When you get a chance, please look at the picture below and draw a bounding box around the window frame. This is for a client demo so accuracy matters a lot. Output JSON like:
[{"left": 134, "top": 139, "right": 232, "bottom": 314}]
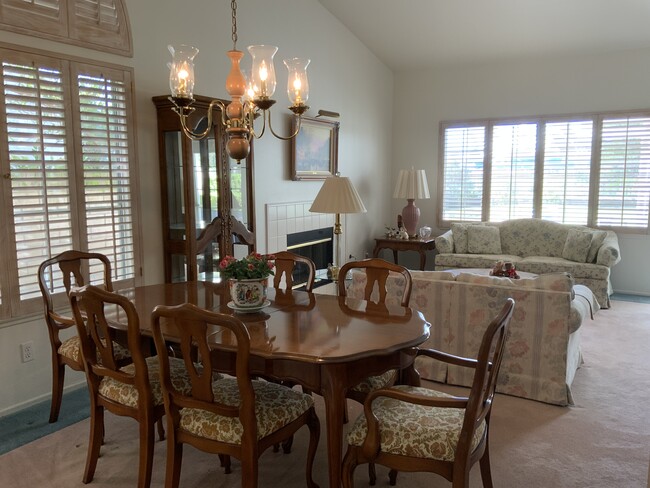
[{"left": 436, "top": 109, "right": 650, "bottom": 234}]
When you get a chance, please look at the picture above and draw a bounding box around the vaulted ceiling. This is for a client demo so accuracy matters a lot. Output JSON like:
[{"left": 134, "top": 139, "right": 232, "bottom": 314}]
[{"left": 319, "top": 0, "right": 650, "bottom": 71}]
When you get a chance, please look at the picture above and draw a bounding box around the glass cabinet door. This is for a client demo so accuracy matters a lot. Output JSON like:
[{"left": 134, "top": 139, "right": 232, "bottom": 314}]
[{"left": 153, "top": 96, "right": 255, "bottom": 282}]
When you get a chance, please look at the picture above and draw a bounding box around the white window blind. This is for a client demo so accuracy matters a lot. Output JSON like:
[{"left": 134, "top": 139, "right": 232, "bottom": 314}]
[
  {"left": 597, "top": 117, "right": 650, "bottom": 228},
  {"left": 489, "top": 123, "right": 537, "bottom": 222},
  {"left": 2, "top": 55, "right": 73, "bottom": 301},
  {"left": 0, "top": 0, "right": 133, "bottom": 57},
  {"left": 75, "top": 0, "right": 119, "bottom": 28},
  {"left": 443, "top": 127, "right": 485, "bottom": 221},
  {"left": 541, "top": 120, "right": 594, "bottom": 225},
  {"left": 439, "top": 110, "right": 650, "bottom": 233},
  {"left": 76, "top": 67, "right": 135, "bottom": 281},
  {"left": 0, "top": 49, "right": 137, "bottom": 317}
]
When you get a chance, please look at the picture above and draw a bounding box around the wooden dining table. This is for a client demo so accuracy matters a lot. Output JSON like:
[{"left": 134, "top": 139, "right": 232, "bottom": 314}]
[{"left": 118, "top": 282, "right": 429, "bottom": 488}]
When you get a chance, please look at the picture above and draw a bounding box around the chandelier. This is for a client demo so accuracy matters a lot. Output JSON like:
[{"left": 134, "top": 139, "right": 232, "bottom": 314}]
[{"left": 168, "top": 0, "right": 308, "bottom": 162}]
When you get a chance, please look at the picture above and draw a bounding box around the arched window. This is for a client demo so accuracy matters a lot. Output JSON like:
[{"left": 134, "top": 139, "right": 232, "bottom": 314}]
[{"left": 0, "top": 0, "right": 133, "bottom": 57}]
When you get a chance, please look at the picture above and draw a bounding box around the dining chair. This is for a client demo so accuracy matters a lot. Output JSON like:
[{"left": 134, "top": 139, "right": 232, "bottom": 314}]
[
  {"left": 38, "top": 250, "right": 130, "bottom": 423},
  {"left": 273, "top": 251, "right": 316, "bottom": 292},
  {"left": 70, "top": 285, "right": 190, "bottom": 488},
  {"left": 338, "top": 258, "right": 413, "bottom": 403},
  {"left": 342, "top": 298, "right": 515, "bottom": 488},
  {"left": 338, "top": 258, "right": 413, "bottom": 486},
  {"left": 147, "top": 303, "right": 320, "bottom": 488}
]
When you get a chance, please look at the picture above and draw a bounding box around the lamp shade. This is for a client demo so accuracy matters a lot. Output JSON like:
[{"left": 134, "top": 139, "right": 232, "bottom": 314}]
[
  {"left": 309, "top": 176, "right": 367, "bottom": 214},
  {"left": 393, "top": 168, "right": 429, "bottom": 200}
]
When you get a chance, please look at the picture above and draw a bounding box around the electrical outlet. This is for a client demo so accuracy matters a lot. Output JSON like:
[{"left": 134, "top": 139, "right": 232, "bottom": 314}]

- **What is asked**
Rewrite everything from the line containing "around the dining" down to the end of the listing, including the requests, with each bounding box coordinate in the answers multiplied by 2.2 and rounded to a whole number, halves rounding up. Leave the numbers in the requests and their format samples unchanged.

- **Answer to the exercise**
When you get a chance, please look at the picture above and draw a bounding box around the dining chair. This is for a client demo so accuracy matters a lot. Output JSON like:
[{"left": 134, "top": 139, "right": 232, "bottom": 314}]
[
  {"left": 84, "top": 550, "right": 286, "bottom": 931},
  {"left": 601, "top": 552, "right": 695, "bottom": 642},
  {"left": 154, "top": 627, "right": 418, "bottom": 1074},
  {"left": 744, "top": 568, "right": 909, "bottom": 887},
  {"left": 752, "top": 656, "right": 1133, "bottom": 1074},
  {"left": 744, "top": 568, "right": 909, "bottom": 1069},
  {"left": 323, "top": 667, "right": 704, "bottom": 1074}
]
When you get a chance, please look at the picture above and draw a bounding box around the lamp shade. This is for a client demo so accuracy matters a lot. Output JSON like:
[{"left": 134, "top": 139, "right": 232, "bottom": 314}]
[
  {"left": 680, "top": 387, "right": 807, "bottom": 471},
  {"left": 865, "top": 370, "right": 944, "bottom": 440}
]
When you get a chance, please look at the picture above and draw a bounding box around the electrical outlet. This is for a client demo so accuracy matters a lot. Output JSON like:
[{"left": 134, "top": 139, "right": 232, "bottom": 314}]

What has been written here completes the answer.